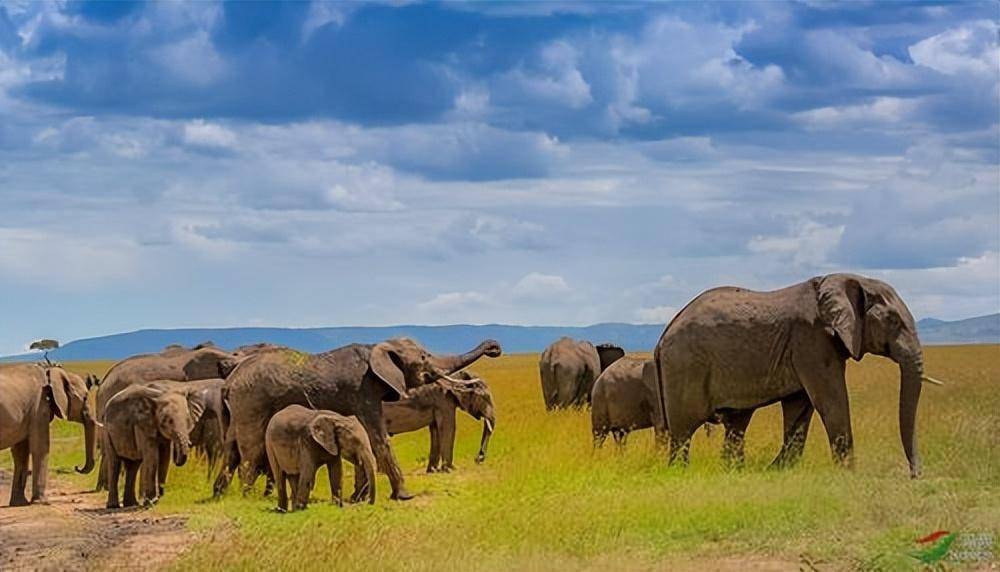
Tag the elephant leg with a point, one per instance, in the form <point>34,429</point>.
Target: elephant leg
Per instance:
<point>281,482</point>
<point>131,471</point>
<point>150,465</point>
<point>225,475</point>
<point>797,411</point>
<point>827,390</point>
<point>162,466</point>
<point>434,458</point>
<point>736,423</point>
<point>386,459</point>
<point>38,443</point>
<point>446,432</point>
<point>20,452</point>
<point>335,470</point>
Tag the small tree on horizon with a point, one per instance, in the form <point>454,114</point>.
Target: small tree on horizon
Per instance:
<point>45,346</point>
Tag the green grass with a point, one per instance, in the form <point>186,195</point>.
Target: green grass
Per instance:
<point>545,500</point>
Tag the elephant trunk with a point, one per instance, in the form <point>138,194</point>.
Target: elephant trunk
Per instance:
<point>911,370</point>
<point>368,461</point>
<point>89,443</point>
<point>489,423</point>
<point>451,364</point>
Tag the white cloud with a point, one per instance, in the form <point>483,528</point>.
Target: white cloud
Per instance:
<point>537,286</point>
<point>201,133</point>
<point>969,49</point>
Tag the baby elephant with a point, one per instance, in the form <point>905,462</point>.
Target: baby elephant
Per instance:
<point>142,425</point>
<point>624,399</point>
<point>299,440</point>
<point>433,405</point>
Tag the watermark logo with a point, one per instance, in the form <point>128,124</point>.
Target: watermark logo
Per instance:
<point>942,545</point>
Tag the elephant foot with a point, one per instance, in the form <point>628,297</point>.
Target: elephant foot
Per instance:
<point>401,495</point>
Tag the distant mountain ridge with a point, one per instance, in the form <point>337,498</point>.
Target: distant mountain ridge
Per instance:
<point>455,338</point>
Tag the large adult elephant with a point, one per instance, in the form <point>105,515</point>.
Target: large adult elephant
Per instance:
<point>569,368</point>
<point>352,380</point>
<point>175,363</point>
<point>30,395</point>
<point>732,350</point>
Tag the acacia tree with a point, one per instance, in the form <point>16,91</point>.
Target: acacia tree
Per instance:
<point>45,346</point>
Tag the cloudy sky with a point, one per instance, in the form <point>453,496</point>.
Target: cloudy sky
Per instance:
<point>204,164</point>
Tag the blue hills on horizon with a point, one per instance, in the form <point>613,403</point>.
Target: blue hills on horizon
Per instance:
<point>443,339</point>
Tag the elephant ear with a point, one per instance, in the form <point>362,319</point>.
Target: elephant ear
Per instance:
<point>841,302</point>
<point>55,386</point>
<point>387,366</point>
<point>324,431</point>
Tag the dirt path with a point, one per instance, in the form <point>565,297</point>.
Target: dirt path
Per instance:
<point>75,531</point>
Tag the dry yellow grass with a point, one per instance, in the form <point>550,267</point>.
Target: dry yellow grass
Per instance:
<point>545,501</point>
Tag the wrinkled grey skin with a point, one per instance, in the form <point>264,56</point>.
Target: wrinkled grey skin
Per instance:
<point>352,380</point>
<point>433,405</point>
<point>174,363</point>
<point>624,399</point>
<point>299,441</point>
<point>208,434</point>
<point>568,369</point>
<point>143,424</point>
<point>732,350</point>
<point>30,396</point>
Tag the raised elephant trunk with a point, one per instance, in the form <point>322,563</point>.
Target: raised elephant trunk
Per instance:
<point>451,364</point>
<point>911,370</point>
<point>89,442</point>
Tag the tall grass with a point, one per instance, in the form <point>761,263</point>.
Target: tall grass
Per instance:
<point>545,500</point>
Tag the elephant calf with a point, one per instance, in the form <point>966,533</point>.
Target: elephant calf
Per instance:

* * *

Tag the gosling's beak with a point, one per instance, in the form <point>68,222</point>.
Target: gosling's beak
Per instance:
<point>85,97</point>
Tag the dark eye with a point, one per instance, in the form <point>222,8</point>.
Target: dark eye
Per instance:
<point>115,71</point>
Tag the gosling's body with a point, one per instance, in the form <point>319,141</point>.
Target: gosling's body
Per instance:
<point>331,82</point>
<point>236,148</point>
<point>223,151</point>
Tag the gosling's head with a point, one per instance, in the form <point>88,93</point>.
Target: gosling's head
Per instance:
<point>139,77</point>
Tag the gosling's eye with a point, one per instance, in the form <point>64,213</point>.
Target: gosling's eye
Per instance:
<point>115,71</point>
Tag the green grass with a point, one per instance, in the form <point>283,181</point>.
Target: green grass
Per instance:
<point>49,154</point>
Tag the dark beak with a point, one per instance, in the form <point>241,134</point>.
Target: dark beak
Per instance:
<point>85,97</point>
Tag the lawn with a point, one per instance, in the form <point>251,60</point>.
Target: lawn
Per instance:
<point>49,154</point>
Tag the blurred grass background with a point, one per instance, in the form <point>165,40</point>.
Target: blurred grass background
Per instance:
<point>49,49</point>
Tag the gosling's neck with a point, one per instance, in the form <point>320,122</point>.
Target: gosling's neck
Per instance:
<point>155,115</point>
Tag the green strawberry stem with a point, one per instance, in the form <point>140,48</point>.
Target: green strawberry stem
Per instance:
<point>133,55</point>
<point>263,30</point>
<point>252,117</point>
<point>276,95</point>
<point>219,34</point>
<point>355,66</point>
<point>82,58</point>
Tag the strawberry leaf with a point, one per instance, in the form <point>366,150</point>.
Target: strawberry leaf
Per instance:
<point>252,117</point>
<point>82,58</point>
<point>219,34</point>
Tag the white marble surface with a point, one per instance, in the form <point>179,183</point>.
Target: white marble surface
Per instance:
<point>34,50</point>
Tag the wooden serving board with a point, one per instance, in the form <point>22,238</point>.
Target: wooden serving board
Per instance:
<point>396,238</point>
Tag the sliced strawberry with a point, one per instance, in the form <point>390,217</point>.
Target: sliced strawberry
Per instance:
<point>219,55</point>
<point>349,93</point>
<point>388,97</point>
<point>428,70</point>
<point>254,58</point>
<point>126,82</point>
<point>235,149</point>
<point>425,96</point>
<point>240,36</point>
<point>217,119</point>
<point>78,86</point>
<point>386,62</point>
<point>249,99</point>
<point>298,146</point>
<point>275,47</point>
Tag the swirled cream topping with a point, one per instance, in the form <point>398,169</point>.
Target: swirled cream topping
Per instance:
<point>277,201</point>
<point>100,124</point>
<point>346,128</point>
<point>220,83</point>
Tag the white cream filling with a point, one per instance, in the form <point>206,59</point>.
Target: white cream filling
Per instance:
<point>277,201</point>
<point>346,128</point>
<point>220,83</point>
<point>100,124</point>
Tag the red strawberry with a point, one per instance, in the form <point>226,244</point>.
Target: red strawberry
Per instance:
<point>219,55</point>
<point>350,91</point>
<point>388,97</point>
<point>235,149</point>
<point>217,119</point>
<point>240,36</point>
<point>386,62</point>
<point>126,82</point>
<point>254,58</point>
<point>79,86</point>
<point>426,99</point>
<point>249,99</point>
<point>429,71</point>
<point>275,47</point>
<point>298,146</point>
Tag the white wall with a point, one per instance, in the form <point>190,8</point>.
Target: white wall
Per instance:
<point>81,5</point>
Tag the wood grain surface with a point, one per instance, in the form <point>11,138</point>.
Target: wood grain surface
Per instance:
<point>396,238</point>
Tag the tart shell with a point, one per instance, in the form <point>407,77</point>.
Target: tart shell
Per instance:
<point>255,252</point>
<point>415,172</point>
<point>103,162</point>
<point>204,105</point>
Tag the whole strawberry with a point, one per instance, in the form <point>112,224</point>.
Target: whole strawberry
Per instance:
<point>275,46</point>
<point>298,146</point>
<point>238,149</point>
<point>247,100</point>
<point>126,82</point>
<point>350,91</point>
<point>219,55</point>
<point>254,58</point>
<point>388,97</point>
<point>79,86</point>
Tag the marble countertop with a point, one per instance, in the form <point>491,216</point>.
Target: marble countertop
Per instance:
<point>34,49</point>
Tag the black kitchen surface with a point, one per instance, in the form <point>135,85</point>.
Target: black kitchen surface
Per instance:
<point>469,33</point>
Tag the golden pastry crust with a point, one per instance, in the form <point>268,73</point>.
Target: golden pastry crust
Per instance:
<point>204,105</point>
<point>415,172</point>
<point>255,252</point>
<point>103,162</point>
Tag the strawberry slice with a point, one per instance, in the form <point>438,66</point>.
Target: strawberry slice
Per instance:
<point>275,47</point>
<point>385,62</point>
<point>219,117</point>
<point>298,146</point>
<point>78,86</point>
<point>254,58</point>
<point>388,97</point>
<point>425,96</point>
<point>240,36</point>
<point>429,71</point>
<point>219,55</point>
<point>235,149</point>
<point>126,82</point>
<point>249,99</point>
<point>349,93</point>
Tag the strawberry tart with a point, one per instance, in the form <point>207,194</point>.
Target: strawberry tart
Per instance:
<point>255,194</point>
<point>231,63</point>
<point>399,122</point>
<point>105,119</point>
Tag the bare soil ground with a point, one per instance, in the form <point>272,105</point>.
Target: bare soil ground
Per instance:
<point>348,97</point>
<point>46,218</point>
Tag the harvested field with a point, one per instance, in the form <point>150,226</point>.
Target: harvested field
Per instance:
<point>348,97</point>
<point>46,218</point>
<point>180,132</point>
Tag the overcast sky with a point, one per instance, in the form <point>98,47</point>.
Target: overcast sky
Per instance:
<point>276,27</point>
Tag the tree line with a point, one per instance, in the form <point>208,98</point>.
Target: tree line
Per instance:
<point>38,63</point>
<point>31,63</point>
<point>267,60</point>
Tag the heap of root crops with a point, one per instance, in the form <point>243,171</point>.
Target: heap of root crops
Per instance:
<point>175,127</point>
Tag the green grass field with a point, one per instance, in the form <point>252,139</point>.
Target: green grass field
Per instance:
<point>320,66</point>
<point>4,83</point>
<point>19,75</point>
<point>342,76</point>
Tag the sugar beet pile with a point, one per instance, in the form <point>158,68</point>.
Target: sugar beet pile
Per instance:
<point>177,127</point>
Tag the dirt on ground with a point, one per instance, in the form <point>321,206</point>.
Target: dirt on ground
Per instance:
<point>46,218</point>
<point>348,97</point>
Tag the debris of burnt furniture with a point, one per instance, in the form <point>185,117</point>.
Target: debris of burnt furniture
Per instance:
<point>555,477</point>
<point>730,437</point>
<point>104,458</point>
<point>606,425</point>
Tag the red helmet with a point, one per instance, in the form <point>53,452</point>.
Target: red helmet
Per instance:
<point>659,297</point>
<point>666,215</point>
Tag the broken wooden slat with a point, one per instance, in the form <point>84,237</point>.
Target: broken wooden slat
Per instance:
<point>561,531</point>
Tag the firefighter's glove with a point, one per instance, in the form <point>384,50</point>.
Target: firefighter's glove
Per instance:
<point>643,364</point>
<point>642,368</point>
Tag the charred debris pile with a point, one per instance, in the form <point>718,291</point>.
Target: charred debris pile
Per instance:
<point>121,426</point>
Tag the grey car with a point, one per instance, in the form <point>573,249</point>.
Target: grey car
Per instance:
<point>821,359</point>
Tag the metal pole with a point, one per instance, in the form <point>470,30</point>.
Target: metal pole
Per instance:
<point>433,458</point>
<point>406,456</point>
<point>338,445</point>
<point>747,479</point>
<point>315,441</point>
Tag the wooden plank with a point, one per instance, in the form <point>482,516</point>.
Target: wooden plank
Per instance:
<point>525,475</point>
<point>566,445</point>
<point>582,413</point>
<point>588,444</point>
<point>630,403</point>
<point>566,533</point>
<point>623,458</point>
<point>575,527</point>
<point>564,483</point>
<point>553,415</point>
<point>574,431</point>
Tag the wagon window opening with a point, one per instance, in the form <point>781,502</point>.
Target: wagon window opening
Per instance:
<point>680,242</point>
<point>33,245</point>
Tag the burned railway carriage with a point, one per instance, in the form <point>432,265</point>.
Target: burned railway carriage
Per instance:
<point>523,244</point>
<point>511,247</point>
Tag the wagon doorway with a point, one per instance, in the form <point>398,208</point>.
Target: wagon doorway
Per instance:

> Exercise instructions: Copy the data from the line containing "Tag the elephant leg" up to and including the line containing "<point>38,443</point>", and multiply by 0.8 every coordinate in the answer points, rounding to the nearest whole number with halves rounded up. Keep the request lines and the format samples in them unchanged, and output only that span.

> Answer below:
Tag the elephant leg with a point, one per instance, in the form <point>34,429</point>.
Target: elephant leg
Per instance:
<point>225,386</point>
<point>105,377</point>
<point>120,372</point>
<point>180,380</point>
<point>638,329</point>
<point>662,312</point>
<point>130,373</point>
<point>347,366</point>
<point>589,338</point>
<point>309,367</point>
<point>30,354</point>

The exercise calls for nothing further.